抜粋:

════════

私は自分の心を奮い立たせない。
いかなるときも。
私の心はしばしば、恐怖にまみれている。
特に何もなくても。
それでも私は、奮い立たせない。
自分の心を鼓舞したりはしない。
恐怖を払いのけようともしない。
ただ恐怖のなかにある。
それは本当に恐ろしいこと。
不安で不安でたまらない。
手も足も出ないときもある。
恐怖に明確な理由などないときもある。
いや、ほとんどがそうであるかもしれない。
それでも私は、奮い立たせない。
ただ恐怖のなかにあるということに気づいている。
そして恐怖のなかにありながら、ただそこにとどまる。
まるで何が起こるかわからない暗闇のなかを、震えながらうずくまっているかのように。
すると、私の気分などおかまいなしに、私たちの暮らしは流れていく。
いつのまにか日暮れの時間が近づいていることに気づく。
生きるためには、最低限度やることがある。
だが恐怖で動きたくない。
それでも私は、奮い立たせない。
どうしてもやることがあるときは、いやいやながらも恐る恐る行為する。
まるでほふく前進をするように、一歩一歩。
恐怖を存分に味わいながら。
一つひとつの行為に時間がかかるので、へとへとに疲れ切る。
それでも私は、奮い立たせない。
そして、多くを求めない。
難なくできる人とも比べない。

════════

記録一覧:

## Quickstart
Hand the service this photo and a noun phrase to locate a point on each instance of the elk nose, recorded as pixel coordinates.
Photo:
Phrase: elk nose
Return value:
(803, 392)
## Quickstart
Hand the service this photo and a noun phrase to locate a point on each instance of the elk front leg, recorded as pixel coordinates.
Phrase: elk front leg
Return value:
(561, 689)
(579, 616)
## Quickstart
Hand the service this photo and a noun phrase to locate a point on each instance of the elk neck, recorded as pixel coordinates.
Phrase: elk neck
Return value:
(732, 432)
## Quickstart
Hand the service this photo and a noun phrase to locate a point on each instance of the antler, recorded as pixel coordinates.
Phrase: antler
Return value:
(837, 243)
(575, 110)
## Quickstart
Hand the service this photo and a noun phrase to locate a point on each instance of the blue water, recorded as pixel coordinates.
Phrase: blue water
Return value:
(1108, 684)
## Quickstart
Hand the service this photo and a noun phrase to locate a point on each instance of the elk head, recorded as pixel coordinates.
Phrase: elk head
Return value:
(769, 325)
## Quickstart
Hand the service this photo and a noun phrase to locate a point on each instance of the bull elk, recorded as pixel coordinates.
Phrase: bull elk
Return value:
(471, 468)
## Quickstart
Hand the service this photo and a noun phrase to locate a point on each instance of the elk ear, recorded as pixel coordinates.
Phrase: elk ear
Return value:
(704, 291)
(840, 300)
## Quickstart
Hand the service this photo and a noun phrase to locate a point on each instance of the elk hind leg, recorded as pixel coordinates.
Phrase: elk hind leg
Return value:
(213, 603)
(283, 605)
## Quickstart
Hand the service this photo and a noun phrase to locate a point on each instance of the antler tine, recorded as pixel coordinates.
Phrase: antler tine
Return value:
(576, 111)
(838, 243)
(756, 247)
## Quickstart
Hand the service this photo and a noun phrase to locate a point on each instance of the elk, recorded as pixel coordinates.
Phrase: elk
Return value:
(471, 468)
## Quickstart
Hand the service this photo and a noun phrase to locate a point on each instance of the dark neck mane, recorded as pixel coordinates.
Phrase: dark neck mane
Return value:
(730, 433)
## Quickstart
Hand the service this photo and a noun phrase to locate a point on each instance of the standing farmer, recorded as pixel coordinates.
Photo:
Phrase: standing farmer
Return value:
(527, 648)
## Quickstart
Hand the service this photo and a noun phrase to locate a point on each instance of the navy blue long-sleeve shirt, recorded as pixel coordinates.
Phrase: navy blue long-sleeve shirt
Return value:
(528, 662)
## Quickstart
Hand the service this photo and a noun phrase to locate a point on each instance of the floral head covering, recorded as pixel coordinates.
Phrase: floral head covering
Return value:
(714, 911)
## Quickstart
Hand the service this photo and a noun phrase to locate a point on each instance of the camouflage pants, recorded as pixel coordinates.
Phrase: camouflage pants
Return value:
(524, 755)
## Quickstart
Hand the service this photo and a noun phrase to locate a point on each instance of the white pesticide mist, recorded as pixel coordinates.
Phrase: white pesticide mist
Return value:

════════

課題の内容:
恐怖についての文章を、最後の一文のあとから同じ調子で書き進めてください。 記録は、恐怖についての文章とは何の関係もありません。

この課題への回答:
というより、求める気も比べる気も起こらない。
求めても比べても、何の足しにもならないということを、
これまでの人生で完全に理解しているから。
もちろん自分自身の非力を嘆いてもいいのだが・・・
そのような気も起こらない。
嘆いたところで、今自分にできることしかできないのだから。
だから私は、奮い立たせない。
今の私にできることだけを行う。
なぜそうまでして奮い立たせないのか。
それは、奮い立たせるということが、自らとの戦いであることを熟知しているから。
すると思考は、私に尋ねる。
自らとの戦いは、そんなにいけないことなのか、と。
もちろんそんなことはない。
究極的には私たちの行うことに、いけないことなどないのかもしれない。
自らとの戦いにもまた、得られるものはあるのかもしれない。
その戦いに勝つことで、一時的には何かを掴み取るかもしれない。
だから戦いたいなら、存分に戦うといいだろう。
しかし私は、それを望まない。
自らとの戦いもまた、戦いの域を出ない。
戦いである以上、
相手が他者であれ、自分であれ、
結果が勝利であれ、敗北であれ、引き分けであれ、
結局は自分や周囲を害する。
人生を全体として観るならば・・・
どんなに美しく感じられる大義名分があったとしても、
戦いというものは総じて自他にマイナスをもたらす。
そして自分が戦いを降りないかぎり、
戦いは続く。
それが戦いの本質。
だから私は、奮い立たせない。
様々な局面で奮い立たせないとき、私たちは気づく。
私たちにとって本当に必要なことは、奮い立たせなくても遂行できるのだということを。
むしろ奮い立たせないことで、私たちは調和的にものごとをとり行えるのだということを。
そして、奮い立たせずに行うことで、本当に不要になった恐怖は、おのずと消えていくのだということを。
だから私は、奮い立たせない。
今日も明日も、奮い立たせない。
そして私は坐る。
誰も、何も奮い立たせずに。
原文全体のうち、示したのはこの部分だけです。